----- PROVIDED DATA -----

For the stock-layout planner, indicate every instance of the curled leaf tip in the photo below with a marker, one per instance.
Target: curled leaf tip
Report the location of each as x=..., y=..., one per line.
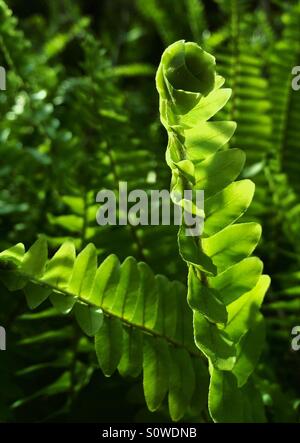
x=186, y=73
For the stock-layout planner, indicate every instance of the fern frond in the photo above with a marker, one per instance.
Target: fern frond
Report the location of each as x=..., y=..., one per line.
x=225, y=285
x=140, y=321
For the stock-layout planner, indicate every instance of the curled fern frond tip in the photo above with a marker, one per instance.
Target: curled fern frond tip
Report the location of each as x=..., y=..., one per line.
x=186, y=73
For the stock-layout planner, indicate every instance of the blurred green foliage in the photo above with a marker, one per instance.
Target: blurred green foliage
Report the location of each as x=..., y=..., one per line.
x=80, y=114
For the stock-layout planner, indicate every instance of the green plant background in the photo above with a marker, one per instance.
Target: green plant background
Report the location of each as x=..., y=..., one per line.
x=81, y=113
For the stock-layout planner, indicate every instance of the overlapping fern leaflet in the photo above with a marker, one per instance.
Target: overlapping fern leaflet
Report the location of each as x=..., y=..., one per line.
x=225, y=285
x=141, y=322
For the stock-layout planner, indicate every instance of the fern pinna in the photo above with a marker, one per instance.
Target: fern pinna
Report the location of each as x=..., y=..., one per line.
x=225, y=285
x=141, y=322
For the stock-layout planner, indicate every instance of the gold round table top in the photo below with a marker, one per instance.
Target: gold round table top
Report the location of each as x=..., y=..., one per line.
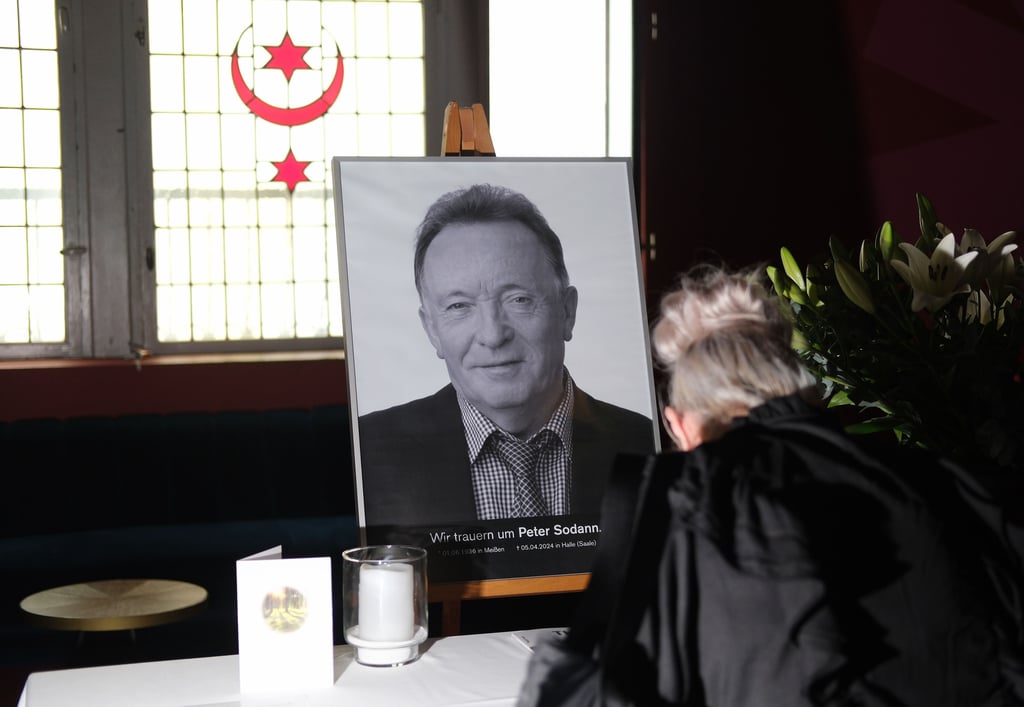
x=114, y=605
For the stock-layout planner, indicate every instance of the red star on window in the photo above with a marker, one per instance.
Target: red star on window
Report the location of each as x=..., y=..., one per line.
x=287, y=57
x=291, y=171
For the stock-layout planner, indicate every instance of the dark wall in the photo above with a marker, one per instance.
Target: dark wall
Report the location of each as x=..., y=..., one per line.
x=770, y=124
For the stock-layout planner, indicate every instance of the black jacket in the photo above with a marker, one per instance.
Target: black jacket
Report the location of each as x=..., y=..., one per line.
x=798, y=569
x=414, y=461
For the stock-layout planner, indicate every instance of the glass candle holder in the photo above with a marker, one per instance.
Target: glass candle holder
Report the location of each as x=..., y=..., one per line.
x=384, y=592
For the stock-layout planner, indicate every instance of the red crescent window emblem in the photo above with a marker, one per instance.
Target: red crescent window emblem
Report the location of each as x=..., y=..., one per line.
x=287, y=116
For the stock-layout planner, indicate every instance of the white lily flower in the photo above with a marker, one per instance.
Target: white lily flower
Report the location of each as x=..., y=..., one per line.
x=934, y=280
x=989, y=254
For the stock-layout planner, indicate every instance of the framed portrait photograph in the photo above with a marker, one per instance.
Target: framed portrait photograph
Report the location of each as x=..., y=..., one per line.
x=498, y=355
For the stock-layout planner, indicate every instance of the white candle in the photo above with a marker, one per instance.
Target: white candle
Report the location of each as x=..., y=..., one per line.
x=386, y=601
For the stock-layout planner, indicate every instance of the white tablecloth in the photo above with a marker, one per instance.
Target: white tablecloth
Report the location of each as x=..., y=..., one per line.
x=483, y=669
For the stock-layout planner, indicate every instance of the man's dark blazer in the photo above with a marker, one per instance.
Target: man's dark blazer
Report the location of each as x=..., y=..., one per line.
x=415, y=461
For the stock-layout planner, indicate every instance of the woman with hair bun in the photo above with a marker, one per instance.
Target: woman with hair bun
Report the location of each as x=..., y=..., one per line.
x=795, y=566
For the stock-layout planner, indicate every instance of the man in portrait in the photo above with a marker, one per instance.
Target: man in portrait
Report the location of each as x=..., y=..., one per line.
x=512, y=434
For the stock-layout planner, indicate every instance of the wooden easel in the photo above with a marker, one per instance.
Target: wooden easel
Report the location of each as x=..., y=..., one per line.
x=466, y=134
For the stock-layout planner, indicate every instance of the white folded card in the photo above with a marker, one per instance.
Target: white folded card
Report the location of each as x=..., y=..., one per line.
x=286, y=622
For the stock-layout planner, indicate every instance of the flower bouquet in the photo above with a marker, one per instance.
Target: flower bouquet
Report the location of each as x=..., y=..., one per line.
x=925, y=339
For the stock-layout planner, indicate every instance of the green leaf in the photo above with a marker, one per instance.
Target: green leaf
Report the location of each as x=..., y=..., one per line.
x=887, y=242
x=838, y=249
x=776, y=281
x=853, y=286
x=881, y=424
x=792, y=268
x=927, y=219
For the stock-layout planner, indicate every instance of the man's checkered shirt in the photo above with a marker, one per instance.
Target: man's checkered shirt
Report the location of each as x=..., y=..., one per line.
x=494, y=483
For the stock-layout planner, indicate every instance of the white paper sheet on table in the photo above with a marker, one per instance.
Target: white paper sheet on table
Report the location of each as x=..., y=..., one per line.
x=286, y=623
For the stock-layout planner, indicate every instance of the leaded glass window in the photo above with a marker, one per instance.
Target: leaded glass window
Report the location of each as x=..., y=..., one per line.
x=32, y=277
x=250, y=99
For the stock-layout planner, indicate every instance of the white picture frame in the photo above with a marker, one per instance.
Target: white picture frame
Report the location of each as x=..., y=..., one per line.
x=589, y=203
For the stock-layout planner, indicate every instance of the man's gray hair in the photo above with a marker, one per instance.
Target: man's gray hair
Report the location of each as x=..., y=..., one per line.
x=486, y=203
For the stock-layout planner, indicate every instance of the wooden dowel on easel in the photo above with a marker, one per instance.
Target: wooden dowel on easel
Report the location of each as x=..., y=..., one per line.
x=466, y=132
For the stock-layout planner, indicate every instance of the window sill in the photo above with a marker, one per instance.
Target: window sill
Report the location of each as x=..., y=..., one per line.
x=171, y=383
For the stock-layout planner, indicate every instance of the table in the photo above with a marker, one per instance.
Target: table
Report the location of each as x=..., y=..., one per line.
x=468, y=670
x=114, y=605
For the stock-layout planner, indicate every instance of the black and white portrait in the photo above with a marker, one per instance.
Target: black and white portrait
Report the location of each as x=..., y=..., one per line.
x=496, y=344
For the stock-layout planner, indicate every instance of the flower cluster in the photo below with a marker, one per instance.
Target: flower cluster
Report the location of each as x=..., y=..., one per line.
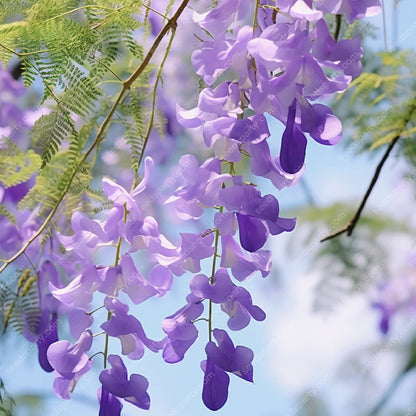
x=397, y=295
x=280, y=66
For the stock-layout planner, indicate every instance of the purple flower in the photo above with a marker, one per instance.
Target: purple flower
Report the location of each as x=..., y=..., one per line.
x=257, y=216
x=47, y=336
x=236, y=360
x=180, y=330
x=128, y=330
x=202, y=185
x=79, y=292
x=109, y=404
x=216, y=382
x=219, y=18
x=235, y=301
x=220, y=360
x=352, y=9
x=115, y=381
x=243, y=265
x=70, y=362
x=194, y=248
x=292, y=152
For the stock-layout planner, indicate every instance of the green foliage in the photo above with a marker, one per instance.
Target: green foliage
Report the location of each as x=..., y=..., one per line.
x=20, y=307
x=6, y=401
x=16, y=166
x=382, y=101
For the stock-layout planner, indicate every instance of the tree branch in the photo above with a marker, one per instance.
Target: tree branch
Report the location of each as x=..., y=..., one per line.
x=349, y=228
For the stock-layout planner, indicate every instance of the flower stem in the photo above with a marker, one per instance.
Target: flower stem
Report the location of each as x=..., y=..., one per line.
x=102, y=130
x=212, y=280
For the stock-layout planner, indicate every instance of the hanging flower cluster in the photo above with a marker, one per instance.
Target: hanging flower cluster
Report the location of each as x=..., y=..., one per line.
x=281, y=65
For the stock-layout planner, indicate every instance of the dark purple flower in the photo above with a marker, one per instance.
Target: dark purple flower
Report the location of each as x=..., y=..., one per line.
x=216, y=382
x=115, y=381
x=257, y=215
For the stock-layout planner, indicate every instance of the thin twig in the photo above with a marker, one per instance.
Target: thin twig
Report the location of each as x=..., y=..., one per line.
x=349, y=228
x=338, y=22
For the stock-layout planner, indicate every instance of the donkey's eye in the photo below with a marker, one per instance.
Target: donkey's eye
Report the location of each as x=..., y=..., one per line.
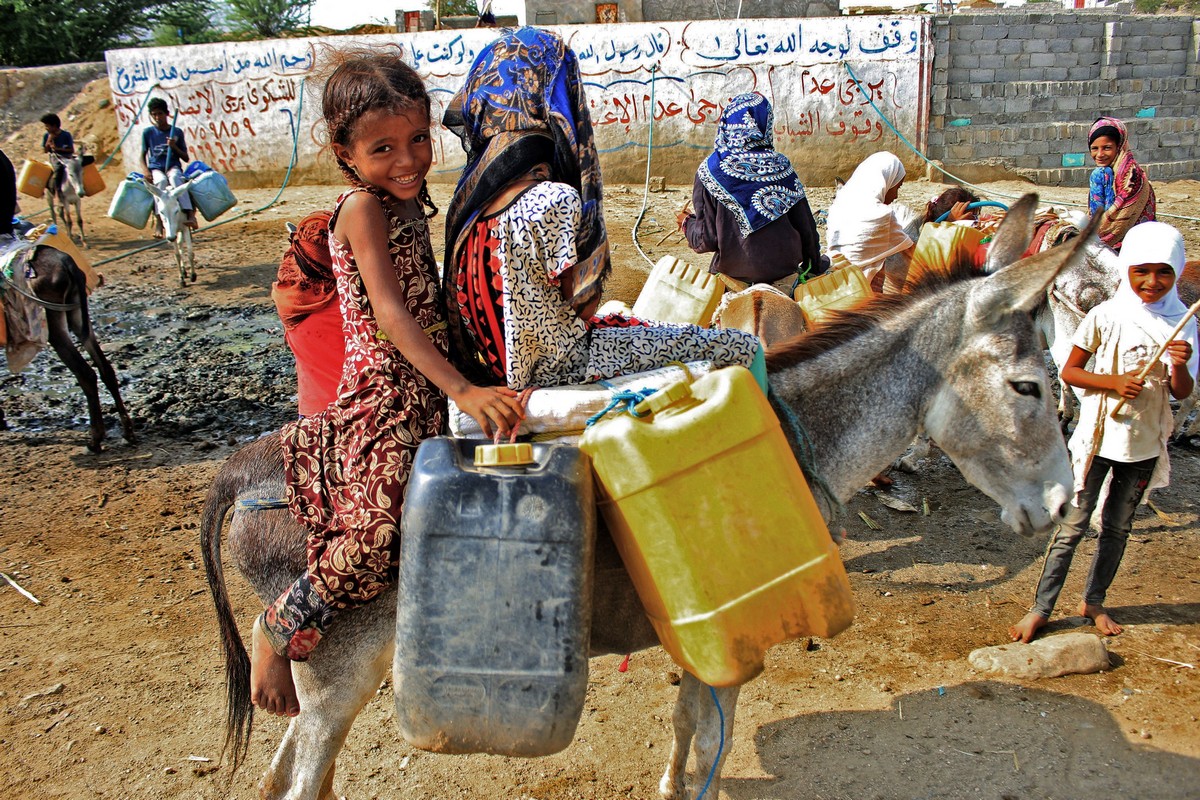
x=1026, y=388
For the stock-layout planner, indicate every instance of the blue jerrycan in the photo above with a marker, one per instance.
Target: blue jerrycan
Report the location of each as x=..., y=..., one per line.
x=495, y=597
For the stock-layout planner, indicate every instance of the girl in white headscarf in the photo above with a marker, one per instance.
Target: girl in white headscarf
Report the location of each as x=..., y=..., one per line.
x=1122, y=334
x=863, y=228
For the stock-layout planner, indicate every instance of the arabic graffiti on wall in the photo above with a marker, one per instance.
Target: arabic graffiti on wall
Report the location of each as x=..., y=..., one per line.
x=245, y=107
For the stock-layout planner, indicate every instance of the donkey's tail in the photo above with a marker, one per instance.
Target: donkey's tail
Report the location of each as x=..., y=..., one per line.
x=238, y=474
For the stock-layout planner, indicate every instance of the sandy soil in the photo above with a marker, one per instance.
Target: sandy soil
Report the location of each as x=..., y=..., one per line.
x=113, y=686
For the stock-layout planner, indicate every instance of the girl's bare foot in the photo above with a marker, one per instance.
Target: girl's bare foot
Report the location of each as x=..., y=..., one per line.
x=1099, y=617
x=270, y=677
x=1027, y=627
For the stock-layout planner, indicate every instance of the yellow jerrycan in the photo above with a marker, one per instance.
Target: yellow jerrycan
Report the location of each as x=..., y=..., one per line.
x=51, y=236
x=834, y=290
x=93, y=181
x=678, y=292
x=717, y=525
x=33, y=178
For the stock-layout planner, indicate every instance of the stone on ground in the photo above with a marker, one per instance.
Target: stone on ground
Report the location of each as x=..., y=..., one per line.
x=1047, y=657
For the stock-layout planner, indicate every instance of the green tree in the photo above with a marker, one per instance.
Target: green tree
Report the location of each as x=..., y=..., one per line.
x=268, y=18
x=65, y=31
x=186, y=22
x=456, y=7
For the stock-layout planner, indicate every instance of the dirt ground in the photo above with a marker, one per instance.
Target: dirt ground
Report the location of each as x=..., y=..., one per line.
x=113, y=686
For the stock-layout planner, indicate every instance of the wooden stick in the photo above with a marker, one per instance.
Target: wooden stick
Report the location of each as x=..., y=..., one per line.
x=17, y=587
x=1159, y=352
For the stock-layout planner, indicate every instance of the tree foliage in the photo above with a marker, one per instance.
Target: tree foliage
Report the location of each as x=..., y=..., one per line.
x=268, y=18
x=186, y=22
x=65, y=31
x=456, y=7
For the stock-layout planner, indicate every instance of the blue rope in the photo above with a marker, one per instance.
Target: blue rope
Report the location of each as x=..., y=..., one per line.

-----

- WRITTEN PROBLEM: Can you rewrite the listing from its beginning and stop after the line that contains "x=140, y=321", with every x and y coordinate in the answers multiplied by 0.6 and rounded to whole numbers, halves rounding up? Keep the requests unchanged, and leave the pictures out.

- PROBLEM SOLUTION:
For the stock-layout planner, indicate every instance of the curled leaf tip in the photo below with a marker, one per instance.
Target: curled leaf tip
Report the location of each as x=..., y=..., one per line.
x=112, y=44
For the stock-layout planner, indicate every instance of the fern frond in the photo above with a marker, one per instance.
Target: fern frond
Report the location of each as x=..., y=..., one per line.
x=135, y=171
x=84, y=193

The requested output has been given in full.